#### Written task
Locate each line of the material below that contains the word "teenage" and copy those lines out. Case counts.

#### Data records
========================================
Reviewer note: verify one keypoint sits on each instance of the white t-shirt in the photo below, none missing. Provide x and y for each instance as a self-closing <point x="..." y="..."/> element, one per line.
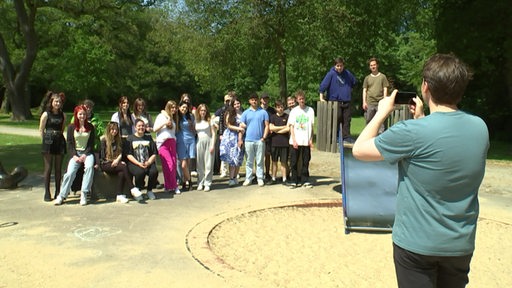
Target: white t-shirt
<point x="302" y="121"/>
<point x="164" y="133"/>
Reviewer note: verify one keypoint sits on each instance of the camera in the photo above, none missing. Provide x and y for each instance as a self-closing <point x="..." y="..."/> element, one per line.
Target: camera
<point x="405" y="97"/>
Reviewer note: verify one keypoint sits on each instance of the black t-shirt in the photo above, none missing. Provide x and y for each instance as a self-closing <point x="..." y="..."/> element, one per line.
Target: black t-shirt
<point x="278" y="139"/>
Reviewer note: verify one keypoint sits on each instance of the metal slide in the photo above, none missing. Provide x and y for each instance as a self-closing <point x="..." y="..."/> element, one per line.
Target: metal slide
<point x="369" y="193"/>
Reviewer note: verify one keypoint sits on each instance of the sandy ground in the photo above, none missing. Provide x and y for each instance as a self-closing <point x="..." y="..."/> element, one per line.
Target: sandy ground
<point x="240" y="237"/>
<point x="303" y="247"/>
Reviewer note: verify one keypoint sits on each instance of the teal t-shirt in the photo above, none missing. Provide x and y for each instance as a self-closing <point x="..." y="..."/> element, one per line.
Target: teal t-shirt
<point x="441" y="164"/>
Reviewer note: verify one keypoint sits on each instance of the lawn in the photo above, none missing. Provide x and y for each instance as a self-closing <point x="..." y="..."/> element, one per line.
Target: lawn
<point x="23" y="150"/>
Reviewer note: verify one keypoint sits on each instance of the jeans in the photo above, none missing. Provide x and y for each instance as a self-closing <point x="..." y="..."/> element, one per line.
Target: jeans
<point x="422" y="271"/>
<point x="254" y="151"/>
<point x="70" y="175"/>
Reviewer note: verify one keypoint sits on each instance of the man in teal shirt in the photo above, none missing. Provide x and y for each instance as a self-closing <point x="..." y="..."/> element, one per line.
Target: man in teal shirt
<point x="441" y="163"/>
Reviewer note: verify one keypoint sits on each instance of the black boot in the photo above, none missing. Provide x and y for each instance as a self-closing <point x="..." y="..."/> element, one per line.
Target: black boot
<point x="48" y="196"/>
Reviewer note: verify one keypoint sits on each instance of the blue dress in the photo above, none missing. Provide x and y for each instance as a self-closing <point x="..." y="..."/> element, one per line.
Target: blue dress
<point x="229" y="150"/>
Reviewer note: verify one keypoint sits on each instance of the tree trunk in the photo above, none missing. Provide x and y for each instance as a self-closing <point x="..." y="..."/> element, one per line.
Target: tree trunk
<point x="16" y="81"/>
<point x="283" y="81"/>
========================================
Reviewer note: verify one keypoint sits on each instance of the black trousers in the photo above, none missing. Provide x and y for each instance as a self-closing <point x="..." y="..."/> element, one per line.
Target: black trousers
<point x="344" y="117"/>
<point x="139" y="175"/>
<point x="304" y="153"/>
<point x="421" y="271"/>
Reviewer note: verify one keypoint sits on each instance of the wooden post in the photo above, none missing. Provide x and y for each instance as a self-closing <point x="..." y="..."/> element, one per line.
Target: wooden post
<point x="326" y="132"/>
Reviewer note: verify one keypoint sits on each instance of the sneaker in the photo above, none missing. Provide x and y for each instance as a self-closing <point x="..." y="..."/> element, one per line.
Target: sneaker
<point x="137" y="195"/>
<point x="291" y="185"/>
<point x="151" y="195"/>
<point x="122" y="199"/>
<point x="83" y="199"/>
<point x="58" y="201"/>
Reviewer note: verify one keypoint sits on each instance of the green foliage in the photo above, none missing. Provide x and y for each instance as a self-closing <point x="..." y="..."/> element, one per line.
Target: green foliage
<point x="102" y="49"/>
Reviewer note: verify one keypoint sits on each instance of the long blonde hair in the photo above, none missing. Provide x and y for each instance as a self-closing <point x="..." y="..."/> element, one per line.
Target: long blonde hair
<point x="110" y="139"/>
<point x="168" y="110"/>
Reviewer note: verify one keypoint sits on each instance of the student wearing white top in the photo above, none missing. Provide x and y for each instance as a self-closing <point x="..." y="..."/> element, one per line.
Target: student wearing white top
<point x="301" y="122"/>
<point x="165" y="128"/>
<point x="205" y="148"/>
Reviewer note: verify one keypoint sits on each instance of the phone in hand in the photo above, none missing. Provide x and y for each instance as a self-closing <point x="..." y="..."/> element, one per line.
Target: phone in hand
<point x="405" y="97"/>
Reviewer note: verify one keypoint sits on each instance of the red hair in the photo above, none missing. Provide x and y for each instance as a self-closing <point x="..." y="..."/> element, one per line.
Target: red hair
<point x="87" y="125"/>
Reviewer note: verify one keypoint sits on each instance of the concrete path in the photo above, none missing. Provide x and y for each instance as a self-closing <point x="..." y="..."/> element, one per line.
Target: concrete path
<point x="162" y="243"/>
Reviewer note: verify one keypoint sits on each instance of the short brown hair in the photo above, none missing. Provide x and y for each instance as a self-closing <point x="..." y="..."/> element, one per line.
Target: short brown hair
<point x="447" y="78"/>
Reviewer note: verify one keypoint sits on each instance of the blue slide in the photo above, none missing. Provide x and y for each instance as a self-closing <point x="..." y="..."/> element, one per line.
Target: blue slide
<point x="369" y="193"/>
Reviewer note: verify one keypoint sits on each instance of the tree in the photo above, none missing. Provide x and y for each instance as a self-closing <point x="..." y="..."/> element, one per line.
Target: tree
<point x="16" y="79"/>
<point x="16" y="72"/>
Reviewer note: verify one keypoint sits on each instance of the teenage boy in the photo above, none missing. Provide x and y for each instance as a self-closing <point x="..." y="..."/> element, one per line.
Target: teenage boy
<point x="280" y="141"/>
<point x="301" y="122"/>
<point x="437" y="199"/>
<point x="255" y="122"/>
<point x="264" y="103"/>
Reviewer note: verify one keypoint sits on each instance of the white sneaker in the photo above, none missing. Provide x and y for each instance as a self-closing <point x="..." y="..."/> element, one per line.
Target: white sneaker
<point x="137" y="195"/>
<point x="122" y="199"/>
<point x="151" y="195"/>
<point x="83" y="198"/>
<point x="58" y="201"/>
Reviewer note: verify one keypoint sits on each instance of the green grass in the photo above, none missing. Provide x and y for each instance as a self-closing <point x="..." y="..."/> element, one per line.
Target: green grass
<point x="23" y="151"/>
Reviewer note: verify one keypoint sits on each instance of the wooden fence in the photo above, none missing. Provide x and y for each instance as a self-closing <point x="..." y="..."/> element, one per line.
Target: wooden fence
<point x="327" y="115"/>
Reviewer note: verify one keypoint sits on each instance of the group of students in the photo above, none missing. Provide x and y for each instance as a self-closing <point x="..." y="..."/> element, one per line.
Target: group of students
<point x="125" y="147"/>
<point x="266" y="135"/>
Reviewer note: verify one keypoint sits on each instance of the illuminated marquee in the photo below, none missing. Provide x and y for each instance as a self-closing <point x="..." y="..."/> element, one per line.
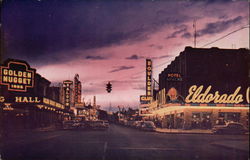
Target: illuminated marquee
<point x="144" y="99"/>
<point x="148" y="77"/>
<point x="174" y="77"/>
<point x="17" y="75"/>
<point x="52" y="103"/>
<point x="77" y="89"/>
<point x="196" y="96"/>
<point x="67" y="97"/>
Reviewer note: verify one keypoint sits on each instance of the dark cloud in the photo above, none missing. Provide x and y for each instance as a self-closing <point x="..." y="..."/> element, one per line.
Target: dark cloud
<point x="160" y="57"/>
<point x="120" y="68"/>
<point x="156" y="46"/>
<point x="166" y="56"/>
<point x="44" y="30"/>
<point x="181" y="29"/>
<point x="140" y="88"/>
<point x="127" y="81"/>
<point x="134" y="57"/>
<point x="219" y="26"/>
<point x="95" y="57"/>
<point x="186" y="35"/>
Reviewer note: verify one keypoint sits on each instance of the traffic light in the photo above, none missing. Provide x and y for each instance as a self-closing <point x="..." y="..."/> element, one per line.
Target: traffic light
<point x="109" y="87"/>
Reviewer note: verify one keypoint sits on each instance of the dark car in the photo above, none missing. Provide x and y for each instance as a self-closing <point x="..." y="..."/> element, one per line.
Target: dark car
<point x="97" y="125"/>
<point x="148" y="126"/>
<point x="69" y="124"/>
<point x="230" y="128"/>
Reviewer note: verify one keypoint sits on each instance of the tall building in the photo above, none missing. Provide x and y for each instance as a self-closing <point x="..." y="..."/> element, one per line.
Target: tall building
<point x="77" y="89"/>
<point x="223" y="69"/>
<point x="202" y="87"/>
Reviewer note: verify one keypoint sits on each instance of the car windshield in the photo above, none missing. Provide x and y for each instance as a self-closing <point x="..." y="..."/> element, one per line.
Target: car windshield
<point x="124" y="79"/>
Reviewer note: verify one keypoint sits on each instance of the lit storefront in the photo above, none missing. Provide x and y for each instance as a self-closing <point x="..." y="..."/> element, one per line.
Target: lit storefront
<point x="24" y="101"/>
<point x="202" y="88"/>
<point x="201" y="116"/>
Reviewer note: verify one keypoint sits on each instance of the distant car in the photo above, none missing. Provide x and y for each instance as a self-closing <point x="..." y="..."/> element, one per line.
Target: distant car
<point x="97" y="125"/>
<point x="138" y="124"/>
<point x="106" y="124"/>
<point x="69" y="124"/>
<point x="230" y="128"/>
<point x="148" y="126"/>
========================================
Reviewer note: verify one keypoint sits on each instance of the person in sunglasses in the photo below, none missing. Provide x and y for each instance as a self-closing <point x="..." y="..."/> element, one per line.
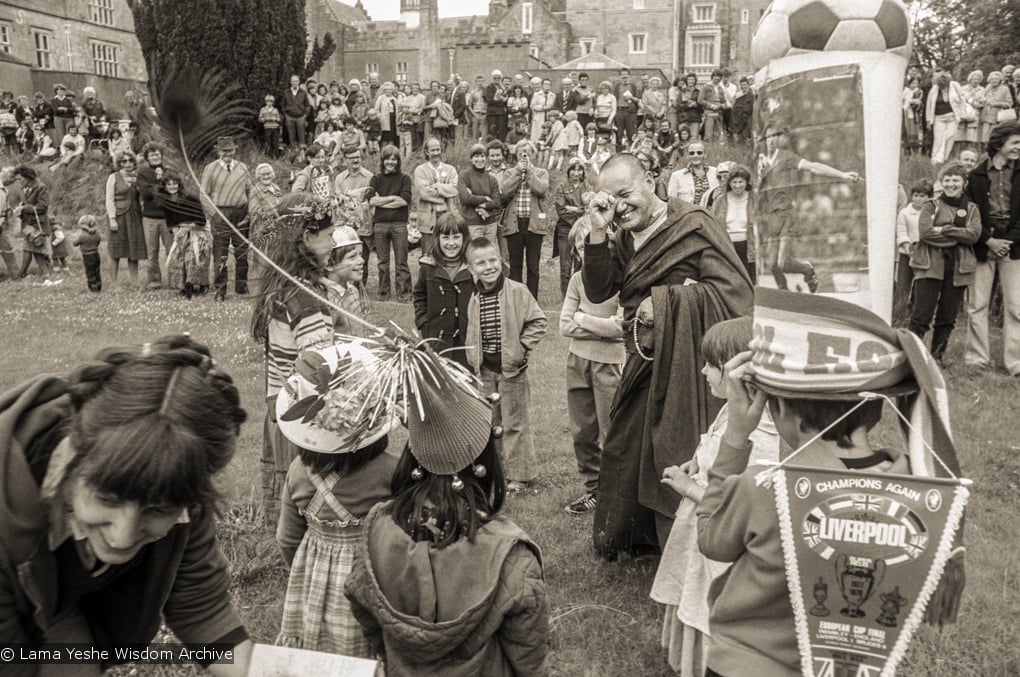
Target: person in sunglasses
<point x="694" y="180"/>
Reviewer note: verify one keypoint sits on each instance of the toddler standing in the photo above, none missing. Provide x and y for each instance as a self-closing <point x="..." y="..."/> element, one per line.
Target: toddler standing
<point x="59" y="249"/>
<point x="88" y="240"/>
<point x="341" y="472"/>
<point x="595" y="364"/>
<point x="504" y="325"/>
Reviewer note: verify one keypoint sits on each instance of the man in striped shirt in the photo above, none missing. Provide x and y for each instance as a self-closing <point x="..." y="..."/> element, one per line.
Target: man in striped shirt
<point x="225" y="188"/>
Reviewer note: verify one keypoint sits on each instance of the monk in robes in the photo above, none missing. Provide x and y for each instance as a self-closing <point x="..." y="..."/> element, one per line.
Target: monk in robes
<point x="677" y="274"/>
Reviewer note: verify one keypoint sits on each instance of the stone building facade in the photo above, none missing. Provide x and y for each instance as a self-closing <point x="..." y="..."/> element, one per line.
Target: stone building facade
========================================
#### Correct output
Reviewer note: verify one keypoint sits on each instance of the teenage boy in the photo above, none missing. Provide x and y for each instance as a self-closing <point x="..." y="..."/> element, one per line.
Target: teenage boy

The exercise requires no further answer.